◆ LE CONSEGNE
**1)** Rispondi in base al testo sulle feste del Salento:
(a) Di che cosa è fatto il misto che compone l'anima salentina?
(b) Che cos'è la "copeta"?
(c) Che cosa sono i "monìcheddhi"?
**2)** Riproduci fedelmente il brano del testo sulle feste del Salento che comincia con "Nelle feste patronali" e termina con "una secrezione biancastra.".
**3)** Prosegui il testo sulle feste del Salento a partire dal punto in cui si ferma.

◆ PAGINA
E’ qui, nell’atmosfera di questa festa popolare e delle altre che si svolgono in ogni paese della èprivincia di Lecce, che si può cogliere l’anima salentina: un misto di sapienza, arguzia, cordialità, ironia.
Nelle feste patronali si scopre una cultura alimentare unica: i dolci, dai forti aromi orientali, come i fruttoni, i mostaccioli, la “copeta” (torrone di mandorle e miele); la preparazione di carne come gli arrosti di interiora d’agnello, i prelibati “turcinelli” di cavallo al sugo, i “monìcheddhi”, ovvero lumache raccolte durante il letargo sottoterra, ancora “mpannate”, cioè sigillate da una secrezione biancastra.

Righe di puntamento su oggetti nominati
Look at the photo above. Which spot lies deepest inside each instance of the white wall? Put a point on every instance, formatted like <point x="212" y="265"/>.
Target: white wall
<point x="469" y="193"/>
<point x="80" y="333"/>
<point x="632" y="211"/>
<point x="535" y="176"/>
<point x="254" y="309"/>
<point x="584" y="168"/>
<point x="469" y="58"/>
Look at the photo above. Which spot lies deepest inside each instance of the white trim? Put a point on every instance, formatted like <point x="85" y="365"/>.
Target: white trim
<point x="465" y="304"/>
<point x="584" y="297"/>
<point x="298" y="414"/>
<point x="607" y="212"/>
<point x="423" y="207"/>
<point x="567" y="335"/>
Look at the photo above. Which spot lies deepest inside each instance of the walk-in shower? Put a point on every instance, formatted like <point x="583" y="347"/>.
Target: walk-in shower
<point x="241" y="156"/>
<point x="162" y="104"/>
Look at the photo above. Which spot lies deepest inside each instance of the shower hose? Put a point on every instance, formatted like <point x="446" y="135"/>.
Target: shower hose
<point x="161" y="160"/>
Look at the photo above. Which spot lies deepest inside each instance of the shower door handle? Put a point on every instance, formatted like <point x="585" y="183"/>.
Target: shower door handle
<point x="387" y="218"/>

* * *

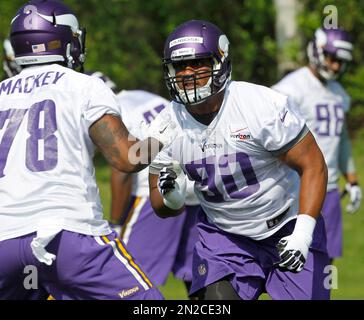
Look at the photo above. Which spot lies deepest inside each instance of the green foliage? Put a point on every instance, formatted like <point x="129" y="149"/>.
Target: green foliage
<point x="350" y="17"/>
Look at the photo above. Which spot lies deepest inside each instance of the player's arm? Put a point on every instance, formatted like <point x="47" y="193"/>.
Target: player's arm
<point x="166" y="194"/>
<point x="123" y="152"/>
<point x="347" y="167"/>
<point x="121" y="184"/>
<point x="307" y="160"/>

◆ RISPOSTE
**1)**
(a) Sapienza, arguzia, cordialità, ironia.
(b) Un torrone di mandorle e miele.
(c) Lumache raccolte durante il letargo sottoterra, ancora "mpannate", cioè sigillate da una secrezione biancastra.

**2)**
Nelle feste patronali si scopre una cultura alimentare unica: i dolci, dai forti aromi orientali, come i fruttoni, i mostaccioli, la “copeta” (torrone di mandorle e miele); la preparazione di carne come gli arrosti di interiora d’agnello, i prelibati “turcinelli” di cavallo al sugo, i “monìcheddhi”, ovvero lumache raccolte durante il letargo sottoterra, ancora “mpannate”, cioè sigillate da una secrezione biancastra.

**3)**
Tutti i piatti della tradizione che si possono trovare soprattutto nelle “putee”, trattorie tipiche, autentiche istituzioni della cucina popolare. Il menù, con il quale i preparativi durano giorni, è quanto mai sorprendente: spaghetti fatti a mano, conditi con miele e accompagnati da pesce fritto; un complicato intingolo di baccalà, pani rotondi con impressi segni misteriosi, dolci col miele a forma di baccello, che alludono ad antiche divinità egizie. Tutti i piatti la cui origine rimanda i contatti con i popoli del bacino del Mediterraneo ed oltre, e confermano il ruolo della cultura leccese come punto di incontro delle più antiche civiltà.